(Study text):
○ ○ ○ ○
Welcome to Wisdom Wednesday.
From the Vatican we have news about a Cardinal’s indictment for bribery. A movement is suppressed for using fake revelations. There is good news: Pope Francis is recovering from surgery.
News and opinion articles this week dig into many issues that are among the top concerns of the AUSCP: Gospel Non-Violence, the death penalty, Climate Crisis and respect for the LGBTQ community.
After more news about the fiasco at the USCCB and the lack of unity among Canadian bishops, we tie things up with two items full of hope for common ground and prayerful unity, and a final item with an interactive quiz about three popes and who said what.
From the Vatican
Pope Francis was recovering normally after surgery. Vatican News reports he had breakfast Tuesday morning, read the newspapers and took a walk.
The pope’s hospitalization has not slowed the Vatican. Activity. A cardinal and nine others have been charged with bribery and the Vatican has suppressed the Apostolic Movement, saying their claims of revelation are fake.
As Pope Francis recovers over the next week in Rome’s Gemelli Hospital from surgery on Sunday for colon diverticulitis, John Allen at CRUX examines the distinctive media fever known as the “Papal Health Scare.”
We’ve included a roundup of news on several fronts related to the key issues of the Association of U.S. Catholic Priests.
○ ○ ○ ○
(Task requirements): Can you return the newsletter passage starting at "From the Vatican we" and ending at "took a walk.", copied word for word?

Data entries
○ ○ ○ ○
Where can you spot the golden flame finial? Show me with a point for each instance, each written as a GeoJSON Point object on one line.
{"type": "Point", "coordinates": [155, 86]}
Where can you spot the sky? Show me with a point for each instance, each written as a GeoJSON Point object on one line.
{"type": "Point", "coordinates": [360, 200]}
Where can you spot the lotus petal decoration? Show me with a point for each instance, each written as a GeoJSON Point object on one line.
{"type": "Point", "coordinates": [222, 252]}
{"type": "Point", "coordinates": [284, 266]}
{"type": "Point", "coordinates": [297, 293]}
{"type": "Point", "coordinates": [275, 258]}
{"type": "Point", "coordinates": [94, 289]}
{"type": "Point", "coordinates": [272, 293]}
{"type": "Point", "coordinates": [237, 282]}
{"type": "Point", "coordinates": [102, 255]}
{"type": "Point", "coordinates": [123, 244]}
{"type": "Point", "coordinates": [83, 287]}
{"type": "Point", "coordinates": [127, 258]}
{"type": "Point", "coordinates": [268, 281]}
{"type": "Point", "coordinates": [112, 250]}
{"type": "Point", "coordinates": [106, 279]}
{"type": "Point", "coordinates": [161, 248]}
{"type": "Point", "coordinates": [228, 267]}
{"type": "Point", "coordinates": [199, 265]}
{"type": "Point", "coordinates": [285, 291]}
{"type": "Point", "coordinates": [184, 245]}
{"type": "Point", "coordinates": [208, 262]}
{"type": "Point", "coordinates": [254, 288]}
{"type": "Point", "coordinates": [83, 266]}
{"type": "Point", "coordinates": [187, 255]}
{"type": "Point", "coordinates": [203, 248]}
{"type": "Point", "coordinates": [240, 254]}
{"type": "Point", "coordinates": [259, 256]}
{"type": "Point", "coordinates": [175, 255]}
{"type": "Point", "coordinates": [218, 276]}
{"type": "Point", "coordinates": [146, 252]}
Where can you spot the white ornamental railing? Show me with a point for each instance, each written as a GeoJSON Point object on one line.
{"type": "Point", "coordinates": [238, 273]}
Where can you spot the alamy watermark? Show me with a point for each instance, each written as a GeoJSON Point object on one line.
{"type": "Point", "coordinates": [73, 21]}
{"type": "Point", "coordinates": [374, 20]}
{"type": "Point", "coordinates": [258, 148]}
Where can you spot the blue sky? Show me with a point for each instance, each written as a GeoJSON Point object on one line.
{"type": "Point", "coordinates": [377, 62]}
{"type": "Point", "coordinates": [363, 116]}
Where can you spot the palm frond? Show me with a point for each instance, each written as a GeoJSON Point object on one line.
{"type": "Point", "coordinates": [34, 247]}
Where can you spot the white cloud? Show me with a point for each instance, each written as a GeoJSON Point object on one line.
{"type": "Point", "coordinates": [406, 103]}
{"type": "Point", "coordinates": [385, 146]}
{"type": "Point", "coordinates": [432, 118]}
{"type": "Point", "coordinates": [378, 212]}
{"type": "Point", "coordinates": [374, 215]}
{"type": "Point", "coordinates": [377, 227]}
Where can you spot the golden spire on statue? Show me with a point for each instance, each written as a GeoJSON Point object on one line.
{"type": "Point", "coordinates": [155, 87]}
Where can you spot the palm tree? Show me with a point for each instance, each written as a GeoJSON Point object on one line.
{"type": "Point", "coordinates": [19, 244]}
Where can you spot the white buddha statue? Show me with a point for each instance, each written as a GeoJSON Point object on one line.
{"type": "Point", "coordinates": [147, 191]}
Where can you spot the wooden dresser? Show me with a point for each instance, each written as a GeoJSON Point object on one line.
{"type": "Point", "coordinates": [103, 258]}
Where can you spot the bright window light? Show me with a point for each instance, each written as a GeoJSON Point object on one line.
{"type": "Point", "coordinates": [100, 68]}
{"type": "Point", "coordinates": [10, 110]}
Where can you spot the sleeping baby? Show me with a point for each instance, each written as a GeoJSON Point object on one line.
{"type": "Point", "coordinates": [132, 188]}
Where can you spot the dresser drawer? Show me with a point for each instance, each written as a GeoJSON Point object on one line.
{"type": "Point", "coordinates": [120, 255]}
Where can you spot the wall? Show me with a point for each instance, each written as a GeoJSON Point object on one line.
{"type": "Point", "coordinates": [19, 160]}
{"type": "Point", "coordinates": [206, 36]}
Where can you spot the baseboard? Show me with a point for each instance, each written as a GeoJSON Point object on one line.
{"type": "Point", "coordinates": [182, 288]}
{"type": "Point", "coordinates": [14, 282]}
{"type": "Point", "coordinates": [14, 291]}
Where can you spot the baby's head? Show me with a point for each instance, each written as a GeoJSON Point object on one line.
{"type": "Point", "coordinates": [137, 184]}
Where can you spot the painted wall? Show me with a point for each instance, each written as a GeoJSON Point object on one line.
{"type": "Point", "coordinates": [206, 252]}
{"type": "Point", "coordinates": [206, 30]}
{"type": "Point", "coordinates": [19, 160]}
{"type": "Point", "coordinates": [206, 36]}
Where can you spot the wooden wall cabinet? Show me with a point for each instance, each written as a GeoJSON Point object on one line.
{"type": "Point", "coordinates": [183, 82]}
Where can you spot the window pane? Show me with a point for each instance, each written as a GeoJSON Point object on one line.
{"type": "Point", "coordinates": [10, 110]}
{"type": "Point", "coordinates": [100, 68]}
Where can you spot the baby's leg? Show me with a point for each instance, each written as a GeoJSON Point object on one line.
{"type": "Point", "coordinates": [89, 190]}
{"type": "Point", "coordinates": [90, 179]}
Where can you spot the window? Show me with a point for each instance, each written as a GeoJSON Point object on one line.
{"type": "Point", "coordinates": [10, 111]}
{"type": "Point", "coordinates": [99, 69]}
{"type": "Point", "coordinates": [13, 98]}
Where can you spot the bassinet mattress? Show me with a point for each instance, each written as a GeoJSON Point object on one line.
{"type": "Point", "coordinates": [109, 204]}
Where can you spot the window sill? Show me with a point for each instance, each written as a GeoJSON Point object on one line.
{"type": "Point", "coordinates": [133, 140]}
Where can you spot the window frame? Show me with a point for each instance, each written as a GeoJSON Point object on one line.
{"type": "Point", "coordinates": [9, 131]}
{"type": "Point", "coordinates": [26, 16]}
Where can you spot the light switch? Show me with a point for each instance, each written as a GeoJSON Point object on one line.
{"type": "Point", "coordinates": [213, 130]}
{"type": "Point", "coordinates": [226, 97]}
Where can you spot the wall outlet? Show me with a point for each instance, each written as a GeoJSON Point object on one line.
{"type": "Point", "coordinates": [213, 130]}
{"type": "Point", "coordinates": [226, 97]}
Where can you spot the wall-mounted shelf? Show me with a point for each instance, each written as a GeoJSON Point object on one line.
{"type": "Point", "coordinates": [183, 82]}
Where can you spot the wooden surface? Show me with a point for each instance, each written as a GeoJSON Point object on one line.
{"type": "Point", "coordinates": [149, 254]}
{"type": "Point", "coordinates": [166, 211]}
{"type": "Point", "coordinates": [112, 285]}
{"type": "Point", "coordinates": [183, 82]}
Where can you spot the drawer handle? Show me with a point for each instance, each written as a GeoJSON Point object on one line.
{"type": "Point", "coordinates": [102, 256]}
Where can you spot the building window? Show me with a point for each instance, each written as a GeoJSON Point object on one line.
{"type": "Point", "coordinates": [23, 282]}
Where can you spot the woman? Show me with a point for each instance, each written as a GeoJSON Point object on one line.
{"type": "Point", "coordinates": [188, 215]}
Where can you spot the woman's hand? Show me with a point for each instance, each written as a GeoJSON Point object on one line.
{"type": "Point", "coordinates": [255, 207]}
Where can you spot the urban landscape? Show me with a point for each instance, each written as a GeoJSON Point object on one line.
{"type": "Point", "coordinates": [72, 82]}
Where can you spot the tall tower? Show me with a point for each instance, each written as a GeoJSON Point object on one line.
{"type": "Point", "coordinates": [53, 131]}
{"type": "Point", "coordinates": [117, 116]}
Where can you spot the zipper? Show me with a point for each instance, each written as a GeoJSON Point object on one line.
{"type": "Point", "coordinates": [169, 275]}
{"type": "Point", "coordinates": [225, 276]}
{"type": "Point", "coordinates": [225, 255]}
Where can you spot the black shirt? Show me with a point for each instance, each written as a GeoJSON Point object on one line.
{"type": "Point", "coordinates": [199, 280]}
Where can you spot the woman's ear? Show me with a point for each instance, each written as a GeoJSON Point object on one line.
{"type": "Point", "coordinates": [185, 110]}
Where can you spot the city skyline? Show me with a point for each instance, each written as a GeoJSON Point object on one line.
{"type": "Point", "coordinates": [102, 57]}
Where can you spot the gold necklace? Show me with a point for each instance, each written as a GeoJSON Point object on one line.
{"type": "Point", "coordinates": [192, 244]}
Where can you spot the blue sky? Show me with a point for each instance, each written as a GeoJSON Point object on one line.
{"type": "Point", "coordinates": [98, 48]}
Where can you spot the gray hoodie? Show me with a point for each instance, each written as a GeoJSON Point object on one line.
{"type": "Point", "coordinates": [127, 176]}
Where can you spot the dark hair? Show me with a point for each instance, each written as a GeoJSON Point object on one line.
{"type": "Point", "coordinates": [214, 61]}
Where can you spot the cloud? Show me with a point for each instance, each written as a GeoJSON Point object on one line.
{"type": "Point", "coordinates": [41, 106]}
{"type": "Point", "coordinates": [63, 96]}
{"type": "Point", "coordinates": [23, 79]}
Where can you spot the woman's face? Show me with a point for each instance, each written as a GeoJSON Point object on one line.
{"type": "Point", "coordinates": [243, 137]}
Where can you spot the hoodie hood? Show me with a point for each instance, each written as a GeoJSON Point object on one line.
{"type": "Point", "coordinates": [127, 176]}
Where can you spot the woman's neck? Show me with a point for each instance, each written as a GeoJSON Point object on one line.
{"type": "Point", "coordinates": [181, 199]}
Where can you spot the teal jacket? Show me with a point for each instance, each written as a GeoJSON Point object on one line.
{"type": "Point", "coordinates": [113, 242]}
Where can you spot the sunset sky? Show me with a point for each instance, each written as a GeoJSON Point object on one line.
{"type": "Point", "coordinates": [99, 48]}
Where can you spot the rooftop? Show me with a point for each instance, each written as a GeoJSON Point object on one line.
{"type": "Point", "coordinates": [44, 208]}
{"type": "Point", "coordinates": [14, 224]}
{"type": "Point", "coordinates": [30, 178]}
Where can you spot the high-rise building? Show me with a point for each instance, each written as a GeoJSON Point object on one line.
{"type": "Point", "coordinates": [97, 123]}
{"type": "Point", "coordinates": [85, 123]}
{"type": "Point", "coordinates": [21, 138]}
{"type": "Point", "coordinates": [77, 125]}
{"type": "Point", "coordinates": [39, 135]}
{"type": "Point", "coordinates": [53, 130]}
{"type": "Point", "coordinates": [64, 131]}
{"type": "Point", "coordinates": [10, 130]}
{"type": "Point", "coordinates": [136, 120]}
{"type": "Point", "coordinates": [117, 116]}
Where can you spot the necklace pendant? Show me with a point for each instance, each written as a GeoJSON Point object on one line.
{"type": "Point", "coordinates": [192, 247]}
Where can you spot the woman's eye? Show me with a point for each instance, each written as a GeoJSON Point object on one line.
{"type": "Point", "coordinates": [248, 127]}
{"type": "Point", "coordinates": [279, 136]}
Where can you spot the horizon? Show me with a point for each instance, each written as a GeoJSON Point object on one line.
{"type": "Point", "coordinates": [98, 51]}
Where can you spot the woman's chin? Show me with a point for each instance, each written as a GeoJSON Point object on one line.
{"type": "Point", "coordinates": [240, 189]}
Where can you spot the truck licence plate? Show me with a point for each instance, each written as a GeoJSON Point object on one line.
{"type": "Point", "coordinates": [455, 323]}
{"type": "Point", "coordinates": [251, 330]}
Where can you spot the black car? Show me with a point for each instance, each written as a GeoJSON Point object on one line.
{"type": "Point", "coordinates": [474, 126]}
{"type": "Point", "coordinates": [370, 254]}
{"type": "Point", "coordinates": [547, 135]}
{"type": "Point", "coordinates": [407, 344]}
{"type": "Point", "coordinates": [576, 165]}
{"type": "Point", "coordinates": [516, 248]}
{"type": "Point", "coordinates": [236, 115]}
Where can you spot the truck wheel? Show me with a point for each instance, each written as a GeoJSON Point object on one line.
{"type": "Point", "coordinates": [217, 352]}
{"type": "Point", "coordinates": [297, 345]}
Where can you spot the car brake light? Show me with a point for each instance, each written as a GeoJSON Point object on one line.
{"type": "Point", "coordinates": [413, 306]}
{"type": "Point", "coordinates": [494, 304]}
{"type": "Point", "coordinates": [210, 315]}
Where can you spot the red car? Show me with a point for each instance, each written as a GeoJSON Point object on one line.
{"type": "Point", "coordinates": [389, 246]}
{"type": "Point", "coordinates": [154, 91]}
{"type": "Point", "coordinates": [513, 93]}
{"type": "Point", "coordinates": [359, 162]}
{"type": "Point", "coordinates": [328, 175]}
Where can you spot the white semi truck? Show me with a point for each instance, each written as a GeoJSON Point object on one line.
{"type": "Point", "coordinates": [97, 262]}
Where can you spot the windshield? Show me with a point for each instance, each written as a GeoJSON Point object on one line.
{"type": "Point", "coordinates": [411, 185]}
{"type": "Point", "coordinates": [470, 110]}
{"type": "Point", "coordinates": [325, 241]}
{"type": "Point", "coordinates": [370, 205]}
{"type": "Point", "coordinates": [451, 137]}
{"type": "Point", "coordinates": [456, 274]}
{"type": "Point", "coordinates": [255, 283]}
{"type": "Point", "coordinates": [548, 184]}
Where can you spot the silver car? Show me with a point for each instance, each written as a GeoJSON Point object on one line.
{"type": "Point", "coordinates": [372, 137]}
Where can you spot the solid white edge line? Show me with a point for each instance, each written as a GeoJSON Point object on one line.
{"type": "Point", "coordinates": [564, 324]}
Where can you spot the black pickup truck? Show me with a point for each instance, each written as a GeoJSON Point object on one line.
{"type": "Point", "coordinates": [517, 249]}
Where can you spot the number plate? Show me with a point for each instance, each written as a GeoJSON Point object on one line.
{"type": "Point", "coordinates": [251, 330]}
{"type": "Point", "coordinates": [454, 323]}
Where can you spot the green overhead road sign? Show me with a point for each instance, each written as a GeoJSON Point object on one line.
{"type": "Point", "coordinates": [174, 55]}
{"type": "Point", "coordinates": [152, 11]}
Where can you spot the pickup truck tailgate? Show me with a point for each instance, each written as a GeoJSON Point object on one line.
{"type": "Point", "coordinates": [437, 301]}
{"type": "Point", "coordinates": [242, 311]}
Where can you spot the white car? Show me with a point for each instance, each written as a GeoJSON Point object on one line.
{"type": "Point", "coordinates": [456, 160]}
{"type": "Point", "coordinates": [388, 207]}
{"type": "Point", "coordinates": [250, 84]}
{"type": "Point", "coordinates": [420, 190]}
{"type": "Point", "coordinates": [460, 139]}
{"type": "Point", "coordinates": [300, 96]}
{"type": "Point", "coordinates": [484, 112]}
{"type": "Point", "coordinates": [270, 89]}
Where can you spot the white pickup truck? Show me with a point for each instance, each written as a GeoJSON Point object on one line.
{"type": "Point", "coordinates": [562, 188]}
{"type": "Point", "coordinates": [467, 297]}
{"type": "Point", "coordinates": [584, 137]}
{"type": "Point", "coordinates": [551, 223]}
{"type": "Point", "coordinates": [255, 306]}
○ ○ ○ ○
(Response area):
From the Vatican we have news about a Cardinal’s indictment for bribery. A movement is suppressed for using fake revelations. There is good news: Pope Francis is recovering from surgery.
News and opinion articles this week dig into many issues that are among the top concerns of the AUSCP: Gospel Non-Violence, the death penalty, Climate Crisis and respect for the LGBTQ community.
After more news about the fiasco at the USCCB and the lack of unity among Canadian bishops, we tie things up with two items full of hope for common ground and prayerful unity, and a final item with an interactive quiz about three popes and who said what.
From the Vatican
Pope Francis was recovering normally after surgery. Vatican News reports he had breakfast Tuesday morning, read the newspapers and took a walk.